Dataset excerpts:
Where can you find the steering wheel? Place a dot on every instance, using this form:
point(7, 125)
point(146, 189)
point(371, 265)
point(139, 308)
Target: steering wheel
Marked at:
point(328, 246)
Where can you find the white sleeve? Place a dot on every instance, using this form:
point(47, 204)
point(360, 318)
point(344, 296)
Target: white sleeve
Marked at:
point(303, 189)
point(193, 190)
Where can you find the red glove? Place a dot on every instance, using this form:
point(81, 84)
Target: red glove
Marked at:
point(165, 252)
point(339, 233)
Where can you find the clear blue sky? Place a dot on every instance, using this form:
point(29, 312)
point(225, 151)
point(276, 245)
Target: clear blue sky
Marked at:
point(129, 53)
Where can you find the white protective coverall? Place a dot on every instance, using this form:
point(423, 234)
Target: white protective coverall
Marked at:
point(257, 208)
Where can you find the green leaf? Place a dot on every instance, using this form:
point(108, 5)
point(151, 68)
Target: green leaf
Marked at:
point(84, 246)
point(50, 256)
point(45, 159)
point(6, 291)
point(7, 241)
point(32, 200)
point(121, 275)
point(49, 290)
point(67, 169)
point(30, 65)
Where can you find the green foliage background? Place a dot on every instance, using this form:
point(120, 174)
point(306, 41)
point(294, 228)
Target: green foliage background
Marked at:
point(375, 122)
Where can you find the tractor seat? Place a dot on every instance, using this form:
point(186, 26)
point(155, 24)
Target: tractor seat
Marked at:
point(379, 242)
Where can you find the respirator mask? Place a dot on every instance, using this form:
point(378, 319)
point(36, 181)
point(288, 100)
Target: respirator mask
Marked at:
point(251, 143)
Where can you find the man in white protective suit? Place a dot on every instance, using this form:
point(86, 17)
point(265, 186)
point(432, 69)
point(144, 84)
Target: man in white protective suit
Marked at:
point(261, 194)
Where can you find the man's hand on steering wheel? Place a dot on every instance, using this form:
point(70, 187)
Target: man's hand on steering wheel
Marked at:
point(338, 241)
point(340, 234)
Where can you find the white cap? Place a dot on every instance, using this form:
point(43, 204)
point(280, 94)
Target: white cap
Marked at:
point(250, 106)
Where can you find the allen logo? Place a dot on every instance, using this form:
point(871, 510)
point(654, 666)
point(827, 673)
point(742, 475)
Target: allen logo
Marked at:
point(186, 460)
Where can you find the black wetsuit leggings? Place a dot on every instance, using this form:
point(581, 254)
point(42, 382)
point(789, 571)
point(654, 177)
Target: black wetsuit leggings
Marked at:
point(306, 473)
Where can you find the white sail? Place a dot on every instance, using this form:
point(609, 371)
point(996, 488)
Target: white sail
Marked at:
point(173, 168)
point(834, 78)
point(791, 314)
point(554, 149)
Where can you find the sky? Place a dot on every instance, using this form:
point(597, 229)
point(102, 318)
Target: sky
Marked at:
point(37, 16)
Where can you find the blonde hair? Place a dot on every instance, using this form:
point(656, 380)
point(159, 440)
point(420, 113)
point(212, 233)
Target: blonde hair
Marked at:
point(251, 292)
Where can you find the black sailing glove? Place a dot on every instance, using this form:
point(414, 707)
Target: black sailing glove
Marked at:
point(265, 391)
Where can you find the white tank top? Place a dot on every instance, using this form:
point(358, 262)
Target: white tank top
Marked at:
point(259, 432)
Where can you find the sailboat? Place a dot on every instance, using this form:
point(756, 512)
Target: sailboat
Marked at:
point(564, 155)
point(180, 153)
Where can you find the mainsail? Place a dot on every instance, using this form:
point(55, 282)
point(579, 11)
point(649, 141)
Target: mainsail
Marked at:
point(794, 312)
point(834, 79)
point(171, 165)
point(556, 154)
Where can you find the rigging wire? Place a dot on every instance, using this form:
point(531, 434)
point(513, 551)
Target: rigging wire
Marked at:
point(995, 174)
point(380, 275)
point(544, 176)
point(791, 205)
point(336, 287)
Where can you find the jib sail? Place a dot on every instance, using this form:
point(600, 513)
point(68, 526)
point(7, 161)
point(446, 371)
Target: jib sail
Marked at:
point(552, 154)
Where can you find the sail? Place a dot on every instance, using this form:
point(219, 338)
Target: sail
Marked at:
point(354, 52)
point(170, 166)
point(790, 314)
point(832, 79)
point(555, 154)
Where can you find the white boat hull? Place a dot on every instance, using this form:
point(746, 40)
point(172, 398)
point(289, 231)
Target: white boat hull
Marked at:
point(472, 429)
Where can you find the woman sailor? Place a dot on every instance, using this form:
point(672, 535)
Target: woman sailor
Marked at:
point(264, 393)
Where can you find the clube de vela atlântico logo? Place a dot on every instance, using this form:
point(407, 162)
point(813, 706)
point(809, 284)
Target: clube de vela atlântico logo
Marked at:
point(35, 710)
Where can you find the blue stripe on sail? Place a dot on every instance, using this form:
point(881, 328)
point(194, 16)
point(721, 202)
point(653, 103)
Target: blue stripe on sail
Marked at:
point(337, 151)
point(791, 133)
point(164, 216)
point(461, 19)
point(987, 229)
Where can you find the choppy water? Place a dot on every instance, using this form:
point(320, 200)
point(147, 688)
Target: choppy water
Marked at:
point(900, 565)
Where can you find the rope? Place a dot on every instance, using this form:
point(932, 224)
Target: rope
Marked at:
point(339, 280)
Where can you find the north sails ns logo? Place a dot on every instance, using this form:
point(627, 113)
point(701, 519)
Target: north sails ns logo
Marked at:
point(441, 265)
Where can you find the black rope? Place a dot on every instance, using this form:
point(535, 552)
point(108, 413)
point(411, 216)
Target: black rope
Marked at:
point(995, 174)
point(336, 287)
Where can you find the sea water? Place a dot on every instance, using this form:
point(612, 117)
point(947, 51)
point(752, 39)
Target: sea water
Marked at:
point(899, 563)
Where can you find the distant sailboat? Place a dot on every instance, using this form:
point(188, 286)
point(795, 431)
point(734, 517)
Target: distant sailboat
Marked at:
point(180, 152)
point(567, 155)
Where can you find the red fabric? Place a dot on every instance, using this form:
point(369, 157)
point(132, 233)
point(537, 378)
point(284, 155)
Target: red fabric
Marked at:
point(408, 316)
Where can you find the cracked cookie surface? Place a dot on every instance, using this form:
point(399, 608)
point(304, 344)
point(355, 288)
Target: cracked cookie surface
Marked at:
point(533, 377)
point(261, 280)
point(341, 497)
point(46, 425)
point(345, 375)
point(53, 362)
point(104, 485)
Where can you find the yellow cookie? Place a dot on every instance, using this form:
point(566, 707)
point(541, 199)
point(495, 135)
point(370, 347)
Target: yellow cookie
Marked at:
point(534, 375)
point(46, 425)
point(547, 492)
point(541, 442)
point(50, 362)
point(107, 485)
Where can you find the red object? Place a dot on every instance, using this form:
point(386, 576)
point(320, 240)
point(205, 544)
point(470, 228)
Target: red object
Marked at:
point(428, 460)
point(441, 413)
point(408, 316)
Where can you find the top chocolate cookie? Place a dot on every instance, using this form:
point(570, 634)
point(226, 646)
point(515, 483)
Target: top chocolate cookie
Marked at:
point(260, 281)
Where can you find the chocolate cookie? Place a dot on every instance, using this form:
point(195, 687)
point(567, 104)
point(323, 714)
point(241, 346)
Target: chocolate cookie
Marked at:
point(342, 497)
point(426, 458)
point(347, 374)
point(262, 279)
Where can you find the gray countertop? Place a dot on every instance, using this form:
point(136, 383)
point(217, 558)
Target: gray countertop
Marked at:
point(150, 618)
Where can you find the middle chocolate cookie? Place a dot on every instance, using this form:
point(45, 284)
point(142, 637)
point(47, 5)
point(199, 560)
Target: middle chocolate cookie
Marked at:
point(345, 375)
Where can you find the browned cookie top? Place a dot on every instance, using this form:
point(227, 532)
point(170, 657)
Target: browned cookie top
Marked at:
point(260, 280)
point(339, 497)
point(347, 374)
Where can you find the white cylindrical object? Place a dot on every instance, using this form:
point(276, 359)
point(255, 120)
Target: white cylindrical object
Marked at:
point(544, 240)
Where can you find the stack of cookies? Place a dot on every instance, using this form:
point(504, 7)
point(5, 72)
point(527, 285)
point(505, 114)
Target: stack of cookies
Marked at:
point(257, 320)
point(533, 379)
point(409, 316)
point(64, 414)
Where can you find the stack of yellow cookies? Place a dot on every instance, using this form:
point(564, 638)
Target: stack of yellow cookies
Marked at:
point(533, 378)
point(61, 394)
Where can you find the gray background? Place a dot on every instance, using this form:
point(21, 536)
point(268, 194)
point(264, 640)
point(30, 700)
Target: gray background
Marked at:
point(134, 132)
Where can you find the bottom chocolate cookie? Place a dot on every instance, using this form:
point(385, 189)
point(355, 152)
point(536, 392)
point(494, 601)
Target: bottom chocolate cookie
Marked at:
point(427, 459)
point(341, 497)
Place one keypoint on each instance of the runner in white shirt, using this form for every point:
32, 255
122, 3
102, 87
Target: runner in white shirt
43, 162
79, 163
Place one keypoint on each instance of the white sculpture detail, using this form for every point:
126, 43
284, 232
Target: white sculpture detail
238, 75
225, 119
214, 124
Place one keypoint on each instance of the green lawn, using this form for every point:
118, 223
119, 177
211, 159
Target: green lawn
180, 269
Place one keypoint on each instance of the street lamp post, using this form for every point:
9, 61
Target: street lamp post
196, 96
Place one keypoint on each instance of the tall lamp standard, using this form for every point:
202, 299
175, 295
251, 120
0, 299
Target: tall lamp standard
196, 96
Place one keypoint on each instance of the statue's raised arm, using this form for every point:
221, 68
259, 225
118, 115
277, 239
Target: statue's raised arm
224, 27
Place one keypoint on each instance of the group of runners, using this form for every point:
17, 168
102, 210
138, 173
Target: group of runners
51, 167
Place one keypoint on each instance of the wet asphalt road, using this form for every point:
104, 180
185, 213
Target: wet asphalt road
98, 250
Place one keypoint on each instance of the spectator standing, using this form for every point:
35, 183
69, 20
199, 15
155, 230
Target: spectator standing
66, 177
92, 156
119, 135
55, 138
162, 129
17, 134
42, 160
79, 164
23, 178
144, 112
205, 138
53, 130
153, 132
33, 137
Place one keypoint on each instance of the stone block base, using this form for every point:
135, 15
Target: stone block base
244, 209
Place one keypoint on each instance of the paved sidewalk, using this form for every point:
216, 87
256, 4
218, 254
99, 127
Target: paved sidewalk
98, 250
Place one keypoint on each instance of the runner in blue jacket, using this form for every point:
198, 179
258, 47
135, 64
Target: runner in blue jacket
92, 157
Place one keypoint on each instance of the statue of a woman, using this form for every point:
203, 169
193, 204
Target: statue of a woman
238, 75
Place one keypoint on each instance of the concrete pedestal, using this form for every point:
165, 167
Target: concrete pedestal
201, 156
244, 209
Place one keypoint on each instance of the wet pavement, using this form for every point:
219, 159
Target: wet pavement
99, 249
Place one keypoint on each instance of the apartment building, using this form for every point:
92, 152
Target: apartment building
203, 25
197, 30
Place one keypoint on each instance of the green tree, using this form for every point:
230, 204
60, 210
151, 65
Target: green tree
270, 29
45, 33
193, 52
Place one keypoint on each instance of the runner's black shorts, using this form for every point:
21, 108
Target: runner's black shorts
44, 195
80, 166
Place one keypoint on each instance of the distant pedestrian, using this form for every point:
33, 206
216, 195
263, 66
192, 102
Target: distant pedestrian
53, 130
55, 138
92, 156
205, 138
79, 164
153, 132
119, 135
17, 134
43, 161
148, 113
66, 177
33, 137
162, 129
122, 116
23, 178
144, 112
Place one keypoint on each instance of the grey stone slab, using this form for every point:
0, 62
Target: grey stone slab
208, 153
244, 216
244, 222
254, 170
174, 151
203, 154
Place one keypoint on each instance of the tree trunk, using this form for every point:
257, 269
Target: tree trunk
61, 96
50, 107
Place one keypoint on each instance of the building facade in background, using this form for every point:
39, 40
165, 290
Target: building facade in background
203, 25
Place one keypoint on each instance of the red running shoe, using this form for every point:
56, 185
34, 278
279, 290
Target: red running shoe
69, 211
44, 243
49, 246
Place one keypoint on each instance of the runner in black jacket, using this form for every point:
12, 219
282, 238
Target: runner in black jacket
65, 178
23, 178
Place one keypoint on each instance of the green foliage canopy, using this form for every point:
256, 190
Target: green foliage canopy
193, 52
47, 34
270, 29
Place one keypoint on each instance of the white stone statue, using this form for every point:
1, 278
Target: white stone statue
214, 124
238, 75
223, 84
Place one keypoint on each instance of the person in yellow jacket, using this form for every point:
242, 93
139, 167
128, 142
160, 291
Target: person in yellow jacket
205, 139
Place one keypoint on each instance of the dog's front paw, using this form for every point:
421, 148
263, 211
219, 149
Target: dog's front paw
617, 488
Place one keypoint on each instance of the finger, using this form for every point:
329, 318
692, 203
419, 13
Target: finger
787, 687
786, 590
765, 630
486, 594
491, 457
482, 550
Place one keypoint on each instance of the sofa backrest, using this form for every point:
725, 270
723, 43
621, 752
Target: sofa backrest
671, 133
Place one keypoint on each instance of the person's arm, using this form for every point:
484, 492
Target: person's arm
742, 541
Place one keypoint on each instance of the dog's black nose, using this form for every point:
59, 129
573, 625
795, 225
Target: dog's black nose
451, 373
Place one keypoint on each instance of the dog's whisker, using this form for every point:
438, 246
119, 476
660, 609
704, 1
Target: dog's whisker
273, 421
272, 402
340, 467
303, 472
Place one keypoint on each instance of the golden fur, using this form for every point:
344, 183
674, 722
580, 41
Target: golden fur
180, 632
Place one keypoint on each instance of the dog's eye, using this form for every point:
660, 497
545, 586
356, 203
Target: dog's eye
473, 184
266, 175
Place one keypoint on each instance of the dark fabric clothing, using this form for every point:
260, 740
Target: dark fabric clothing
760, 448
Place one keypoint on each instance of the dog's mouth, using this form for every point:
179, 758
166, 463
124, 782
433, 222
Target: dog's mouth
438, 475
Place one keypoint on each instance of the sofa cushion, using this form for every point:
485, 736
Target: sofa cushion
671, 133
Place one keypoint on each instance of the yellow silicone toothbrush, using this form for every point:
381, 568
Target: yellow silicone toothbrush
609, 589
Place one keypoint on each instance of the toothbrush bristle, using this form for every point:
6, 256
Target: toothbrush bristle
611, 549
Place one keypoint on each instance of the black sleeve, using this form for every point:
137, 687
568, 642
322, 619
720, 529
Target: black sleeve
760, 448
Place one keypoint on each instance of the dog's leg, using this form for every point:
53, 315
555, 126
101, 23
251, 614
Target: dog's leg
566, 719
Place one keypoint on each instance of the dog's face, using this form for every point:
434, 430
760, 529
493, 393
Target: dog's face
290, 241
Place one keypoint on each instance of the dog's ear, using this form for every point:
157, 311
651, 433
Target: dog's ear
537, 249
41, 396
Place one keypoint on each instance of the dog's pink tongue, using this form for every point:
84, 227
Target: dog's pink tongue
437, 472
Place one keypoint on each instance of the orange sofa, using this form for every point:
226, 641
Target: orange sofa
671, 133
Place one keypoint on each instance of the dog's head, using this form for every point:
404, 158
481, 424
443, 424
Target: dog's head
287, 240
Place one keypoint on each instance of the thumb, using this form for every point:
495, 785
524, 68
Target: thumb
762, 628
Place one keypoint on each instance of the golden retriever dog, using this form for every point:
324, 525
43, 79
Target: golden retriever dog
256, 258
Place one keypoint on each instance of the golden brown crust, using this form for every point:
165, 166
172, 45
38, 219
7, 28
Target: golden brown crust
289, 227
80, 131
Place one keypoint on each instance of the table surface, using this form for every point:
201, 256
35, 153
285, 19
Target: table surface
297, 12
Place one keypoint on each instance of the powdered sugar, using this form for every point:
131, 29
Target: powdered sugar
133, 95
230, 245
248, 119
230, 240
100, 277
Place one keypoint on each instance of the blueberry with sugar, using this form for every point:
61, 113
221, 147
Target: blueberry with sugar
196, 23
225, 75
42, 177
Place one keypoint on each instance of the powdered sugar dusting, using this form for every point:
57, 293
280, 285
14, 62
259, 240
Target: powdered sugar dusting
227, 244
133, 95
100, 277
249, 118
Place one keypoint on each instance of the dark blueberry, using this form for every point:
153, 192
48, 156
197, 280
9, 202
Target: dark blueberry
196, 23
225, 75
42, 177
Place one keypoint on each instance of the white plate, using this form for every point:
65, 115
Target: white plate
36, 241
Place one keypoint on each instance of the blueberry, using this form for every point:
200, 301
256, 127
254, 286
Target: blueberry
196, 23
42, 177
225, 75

■ WORK TASK ■
The answer is the lines above between the line holding "point(136, 383)" and the line holding "Target: browned cookie top", inclusive, each written out exactly, and no others.

■ SOLUTION FOR THIS EXERCISE ■
point(136, 383)
point(217, 558)
Target: gray countertop
Marked at:
point(150, 618)
Where can you find the middle chocolate cookie? Place a dot on every instance, using this form:
point(45, 284)
point(142, 637)
point(47, 5)
point(199, 560)
Target: middle chocolate cookie
Marked at:
point(345, 375)
Where can you find the browned cookie top? Place a dot on every instance, using this form:
point(227, 532)
point(170, 657)
Target: browned cookie top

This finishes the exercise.